- _文本段落_:
#####
开启了回收任务,此时开启了后台任务来扫描并开启了辅助回收。接着开始了Mark的任务数

// gcBgMarkStartWorkers prepares background mark worker goroutines.
// These goroutines will not run until the mark phase, but they must
// be started while the work is not stopped and from a regular G
// stack. The caller must hold worldsema.
func gcBgMarkStartWorkers() {
	// Background marking is performed by per-P G's. Ensure that
	// each P has a background GC G.
	for _, p := range allp {         // 有多少个p就开启多少个协程来标记
		if p.gcBgMarkWorker == 0 {
			go gcBgMarkWorker(p)  
			notetsleepg(&work.bgMarkReady, -1)
			noteclear(&work.bgMarkReady)
		}
	}
}

但是此时启动的worker被调度到的机会也是有限制的,启动了gc协程之后,在被调度的方式如下;

// findRunnableGCWorker returns the background mark worker for _p_ if it
// should be run. This must only be called when gcBlackenEnabled != 0.
func (c *gcControllerState) findRunnableGCWorker(_p_ *p) *g {
	if gcBlackenEnabled == 0 {
		throw("gcControllerState.findRunnable: blackening not enabled")
	}
	if _p_.gcBgMarkWorker == 0 {
		// The mark worker associated with this P is blocked
		// performing a mark transition. We can't run it
		// because it may be on some other run or wait queue.
#####
(指向数据集记录)
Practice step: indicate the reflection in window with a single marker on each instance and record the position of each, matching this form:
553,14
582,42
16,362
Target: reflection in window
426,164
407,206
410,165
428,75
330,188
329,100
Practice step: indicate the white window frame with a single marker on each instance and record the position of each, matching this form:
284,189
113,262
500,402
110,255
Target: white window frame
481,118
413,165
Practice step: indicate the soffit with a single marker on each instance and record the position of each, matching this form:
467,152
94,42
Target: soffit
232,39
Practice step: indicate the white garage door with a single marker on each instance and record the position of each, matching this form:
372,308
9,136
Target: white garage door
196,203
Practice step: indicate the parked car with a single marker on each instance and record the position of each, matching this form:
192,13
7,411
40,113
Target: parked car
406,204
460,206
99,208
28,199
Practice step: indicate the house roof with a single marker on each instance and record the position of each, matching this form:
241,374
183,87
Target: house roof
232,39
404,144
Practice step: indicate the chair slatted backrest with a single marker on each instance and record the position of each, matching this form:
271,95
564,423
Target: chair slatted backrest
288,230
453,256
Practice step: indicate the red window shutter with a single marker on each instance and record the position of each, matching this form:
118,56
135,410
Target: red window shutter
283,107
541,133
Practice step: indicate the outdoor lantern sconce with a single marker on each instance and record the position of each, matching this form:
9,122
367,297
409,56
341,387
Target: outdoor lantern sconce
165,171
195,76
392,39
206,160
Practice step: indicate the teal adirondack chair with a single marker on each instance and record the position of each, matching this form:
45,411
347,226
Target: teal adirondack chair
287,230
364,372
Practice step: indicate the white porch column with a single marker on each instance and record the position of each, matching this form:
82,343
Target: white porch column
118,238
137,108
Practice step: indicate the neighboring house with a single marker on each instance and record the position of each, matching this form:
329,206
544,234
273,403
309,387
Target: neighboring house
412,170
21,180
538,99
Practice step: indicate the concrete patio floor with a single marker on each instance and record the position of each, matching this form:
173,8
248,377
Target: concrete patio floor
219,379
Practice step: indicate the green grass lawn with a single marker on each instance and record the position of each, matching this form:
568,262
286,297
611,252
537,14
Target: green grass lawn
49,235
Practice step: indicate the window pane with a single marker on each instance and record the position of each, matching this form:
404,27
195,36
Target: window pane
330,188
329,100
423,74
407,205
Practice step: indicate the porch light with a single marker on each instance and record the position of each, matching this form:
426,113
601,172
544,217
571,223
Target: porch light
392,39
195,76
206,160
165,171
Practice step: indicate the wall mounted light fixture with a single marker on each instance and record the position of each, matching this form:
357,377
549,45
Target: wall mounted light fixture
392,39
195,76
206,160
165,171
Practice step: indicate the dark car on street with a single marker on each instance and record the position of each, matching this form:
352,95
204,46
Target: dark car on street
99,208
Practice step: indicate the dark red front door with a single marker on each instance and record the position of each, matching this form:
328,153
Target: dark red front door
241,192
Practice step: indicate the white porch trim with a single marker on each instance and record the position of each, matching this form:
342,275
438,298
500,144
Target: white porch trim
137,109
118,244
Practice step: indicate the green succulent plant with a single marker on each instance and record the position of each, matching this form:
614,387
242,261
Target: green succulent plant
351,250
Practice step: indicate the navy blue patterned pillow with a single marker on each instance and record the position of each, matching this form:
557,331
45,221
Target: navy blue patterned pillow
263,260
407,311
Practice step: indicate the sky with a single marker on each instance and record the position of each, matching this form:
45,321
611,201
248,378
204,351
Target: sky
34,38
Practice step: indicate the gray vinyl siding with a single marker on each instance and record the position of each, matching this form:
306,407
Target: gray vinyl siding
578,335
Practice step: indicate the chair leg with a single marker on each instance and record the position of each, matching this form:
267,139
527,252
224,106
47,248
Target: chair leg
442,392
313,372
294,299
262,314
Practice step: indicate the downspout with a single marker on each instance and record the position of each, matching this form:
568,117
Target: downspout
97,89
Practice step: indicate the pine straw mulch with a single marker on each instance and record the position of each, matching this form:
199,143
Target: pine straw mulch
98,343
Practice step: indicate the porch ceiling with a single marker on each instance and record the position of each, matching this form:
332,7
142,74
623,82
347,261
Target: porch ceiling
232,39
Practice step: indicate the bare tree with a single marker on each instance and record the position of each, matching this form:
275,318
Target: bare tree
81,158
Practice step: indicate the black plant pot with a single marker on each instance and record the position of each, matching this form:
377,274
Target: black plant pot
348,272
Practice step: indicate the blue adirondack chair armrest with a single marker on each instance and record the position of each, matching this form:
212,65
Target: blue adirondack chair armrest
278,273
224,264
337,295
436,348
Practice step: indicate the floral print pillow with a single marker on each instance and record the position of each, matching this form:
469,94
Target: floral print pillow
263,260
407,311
#####
- _待办任务_: 接着上方讲解 Go 垃圾回收后台标记协程的文本，从它最后一句之后往下写。

- _任务结果_:
		return nil
	}

	if !gcMarkWorkAvailable(_p_) {
		// No work to be done right now. This can happen at
		// the end of the mark phase when there are still
		// assists tapering off. Don't bother running a worker
		// now because it'll just return immediately.
		return nil
	}

	decIfPositive := func(ptr *int64) bool {
		if *ptr > 0 {
			if atomic.Xaddint64(ptr, -1) >= 0 {
				return true
			}
			// We lost a race
			atomic.Xaddint64(ptr, +1)
		}
		return false
	}

	if decIfPositive(&c.dedicatedMarkWorkersNeeded) {
		// This P is now dedicated to marking until the end of
		// the concurrent mark phase.
		_p_.gcMarkWorkerMode = gcMarkWorkerDedicatedMode
	} else if c.fractionalUtilizationGoal == 0 {
		// No need for fractional workers.
		return nil
	} else {
		// Is this P behind on the fractional utilization
		// goal?
		//
		// This should be kept in sync with pollFractionalWorkerExit.
		delta := nanotime() - gcController.markStartTime
		if delta > 0 && float64(_p_.gcFractionalMarkTime)/float64(delta) > c.fractionalUtilizationGoal {
			// Nope. No need to run a fractional worker.
			return nil
		}
		// Run a fractional worker.
		_p_.gcMarkWorkerMode = gcMarkWorkerFractionalMode
	}

	// Run the background mark worker
	gp := _p_.gcBgMarkWorker.ptr()
	casgstatus(gp, _Gwaiting, _Grunnable)
	if trace.enabled {
		traceGoUnpark(gp, 0)
	}
	return gp
}

其中dedicatedMarkWorkersNeeded就是在startCycle函数中,

	totalUtilizationGoal := float64(gomaxprocs) * gcBackgroundUtilization
	c.dedicatedMarkWorkersNeeded = int64(totalUtilizationGoal + 0.5)

即百分之二十五的概率gcBackgroundUtilization就是0.25的系数,计算通过之后就设置当前的gp为可运行状态等待调度执行。

此时所有的标记工作都在gcBgMarkWorker函数中完成。

func gcBgMarkWorker(_p_ *p) {
	gp := getg()

	type parkInfo struct {
		m      muintptr // Release this m on park.
		attach puintptr // If non-nil, attach to this p on park.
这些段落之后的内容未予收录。